» **Saved entries**:
━━━━━━
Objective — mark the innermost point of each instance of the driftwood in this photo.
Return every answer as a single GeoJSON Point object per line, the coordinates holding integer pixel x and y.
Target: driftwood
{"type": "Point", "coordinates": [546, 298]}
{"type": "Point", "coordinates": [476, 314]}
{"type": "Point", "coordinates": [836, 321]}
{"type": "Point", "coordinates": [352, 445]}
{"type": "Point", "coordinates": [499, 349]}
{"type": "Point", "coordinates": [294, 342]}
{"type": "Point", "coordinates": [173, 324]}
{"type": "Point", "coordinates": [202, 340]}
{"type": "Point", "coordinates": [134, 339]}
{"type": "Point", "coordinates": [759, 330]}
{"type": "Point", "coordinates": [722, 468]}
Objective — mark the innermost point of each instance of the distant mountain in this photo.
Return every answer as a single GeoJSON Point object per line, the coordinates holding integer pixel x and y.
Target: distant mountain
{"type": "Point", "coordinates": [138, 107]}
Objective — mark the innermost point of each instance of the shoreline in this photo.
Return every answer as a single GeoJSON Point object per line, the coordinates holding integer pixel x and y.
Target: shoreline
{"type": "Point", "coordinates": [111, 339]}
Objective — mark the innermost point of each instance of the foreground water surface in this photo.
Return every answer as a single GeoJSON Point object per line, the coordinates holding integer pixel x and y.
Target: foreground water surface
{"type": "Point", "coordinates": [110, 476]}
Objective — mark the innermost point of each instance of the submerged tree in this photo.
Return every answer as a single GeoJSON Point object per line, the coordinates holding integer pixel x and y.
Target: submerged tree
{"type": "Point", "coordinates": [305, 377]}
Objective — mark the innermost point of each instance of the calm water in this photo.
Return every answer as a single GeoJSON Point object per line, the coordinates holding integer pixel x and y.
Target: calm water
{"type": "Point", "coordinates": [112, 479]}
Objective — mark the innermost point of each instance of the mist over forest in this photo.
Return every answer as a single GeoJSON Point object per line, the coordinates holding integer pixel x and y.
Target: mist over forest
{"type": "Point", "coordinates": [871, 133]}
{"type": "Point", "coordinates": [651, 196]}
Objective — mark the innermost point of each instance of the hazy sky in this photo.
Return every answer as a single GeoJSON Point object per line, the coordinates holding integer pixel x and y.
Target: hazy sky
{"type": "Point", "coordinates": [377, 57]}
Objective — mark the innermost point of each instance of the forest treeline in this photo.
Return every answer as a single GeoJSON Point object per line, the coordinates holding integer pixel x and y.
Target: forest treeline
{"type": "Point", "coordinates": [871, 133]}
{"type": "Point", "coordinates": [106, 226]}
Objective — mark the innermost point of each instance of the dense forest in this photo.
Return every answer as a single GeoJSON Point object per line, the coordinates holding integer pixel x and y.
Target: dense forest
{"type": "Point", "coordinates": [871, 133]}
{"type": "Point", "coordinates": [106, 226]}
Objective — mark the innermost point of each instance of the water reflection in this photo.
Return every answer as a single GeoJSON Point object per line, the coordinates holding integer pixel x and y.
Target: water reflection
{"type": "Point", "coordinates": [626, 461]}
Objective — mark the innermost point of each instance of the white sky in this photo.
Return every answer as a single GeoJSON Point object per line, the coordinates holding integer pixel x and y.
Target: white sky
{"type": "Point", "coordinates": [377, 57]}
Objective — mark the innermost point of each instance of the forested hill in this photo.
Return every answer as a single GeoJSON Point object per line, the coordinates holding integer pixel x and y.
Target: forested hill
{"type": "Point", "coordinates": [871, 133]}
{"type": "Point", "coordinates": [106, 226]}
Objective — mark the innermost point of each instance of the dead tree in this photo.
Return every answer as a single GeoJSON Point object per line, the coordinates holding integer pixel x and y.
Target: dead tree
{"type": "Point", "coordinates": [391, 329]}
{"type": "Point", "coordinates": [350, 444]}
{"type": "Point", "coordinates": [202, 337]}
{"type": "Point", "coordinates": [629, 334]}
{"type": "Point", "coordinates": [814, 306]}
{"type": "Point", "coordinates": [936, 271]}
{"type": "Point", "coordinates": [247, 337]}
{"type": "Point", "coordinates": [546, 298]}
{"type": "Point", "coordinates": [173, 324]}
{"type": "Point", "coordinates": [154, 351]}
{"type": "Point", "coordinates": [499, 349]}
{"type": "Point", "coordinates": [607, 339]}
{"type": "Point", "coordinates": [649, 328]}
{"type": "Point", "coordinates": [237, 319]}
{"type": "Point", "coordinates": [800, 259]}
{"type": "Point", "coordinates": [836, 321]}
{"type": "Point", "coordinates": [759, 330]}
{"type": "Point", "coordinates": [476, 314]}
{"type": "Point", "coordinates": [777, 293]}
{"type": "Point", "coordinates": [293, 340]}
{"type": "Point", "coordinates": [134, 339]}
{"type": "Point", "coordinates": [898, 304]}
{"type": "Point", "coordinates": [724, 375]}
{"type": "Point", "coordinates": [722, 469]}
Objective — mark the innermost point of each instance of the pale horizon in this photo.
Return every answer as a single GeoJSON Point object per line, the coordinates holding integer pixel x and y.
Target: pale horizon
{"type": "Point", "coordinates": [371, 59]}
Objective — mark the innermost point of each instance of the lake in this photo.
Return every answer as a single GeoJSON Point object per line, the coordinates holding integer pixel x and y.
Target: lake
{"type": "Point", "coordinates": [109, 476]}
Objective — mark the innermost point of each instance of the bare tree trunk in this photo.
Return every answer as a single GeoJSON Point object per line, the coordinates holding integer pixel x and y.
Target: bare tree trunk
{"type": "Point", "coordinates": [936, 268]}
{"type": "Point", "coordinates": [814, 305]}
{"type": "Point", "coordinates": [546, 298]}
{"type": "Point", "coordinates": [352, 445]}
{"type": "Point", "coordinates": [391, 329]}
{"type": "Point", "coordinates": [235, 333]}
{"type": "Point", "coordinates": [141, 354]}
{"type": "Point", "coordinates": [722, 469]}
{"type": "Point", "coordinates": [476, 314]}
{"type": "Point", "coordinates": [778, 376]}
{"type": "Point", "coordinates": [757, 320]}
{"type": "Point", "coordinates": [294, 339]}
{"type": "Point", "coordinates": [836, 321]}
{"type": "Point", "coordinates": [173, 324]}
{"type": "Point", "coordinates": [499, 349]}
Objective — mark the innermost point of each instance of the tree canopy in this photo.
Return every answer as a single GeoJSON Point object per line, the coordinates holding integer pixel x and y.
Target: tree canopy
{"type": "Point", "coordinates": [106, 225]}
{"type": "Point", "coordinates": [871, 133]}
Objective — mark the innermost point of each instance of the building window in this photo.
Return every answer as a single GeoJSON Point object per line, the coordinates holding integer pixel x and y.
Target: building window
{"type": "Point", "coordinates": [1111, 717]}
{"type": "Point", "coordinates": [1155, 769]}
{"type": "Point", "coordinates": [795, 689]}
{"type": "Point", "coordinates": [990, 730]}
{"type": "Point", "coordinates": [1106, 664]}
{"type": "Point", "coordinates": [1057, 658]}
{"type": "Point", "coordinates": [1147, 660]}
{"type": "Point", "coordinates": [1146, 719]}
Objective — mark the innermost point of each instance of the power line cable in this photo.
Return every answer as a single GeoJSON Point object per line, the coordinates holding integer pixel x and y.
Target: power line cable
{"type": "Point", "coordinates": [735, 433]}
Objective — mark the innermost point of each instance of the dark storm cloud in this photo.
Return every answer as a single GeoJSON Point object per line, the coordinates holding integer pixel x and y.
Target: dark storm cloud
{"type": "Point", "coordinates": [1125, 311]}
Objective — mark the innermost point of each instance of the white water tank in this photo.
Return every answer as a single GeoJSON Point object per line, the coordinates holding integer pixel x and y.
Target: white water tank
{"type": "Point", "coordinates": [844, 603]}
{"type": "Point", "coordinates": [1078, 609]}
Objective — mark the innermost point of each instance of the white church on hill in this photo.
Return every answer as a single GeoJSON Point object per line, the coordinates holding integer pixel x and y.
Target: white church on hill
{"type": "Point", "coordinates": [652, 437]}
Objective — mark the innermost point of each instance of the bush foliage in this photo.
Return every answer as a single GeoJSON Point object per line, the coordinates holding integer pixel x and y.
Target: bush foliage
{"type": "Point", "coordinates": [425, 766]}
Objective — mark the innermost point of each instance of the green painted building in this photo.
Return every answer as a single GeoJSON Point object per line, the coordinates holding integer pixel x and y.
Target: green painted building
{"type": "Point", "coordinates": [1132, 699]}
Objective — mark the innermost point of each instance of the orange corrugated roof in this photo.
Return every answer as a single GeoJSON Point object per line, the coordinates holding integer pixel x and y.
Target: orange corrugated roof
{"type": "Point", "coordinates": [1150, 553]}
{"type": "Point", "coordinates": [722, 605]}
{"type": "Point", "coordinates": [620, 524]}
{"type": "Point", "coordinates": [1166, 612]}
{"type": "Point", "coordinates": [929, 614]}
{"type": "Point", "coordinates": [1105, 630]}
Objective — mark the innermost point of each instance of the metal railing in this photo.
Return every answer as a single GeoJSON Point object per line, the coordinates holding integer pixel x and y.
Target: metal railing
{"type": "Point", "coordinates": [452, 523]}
━━━━━━
» **The task**: Would you restate word for word every line from the one holding "Target: orange corrugated roof" to the end of the entries, both ends included?

» **Your response**:
Target: orange corrugated roof
{"type": "Point", "coordinates": [1150, 553]}
{"type": "Point", "coordinates": [722, 605]}
{"type": "Point", "coordinates": [620, 524]}
{"type": "Point", "coordinates": [1166, 612]}
{"type": "Point", "coordinates": [929, 614]}
{"type": "Point", "coordinates": [1105, 630]}
Objective — mark the innermost point of each instance of the metal railing in this photo.
Return every answer as a single GeoJSON Point object per line, the coordinates holding integer pixel x and y.
Target: metal railing
{"type": "Point", "coordinates": [452, 523]}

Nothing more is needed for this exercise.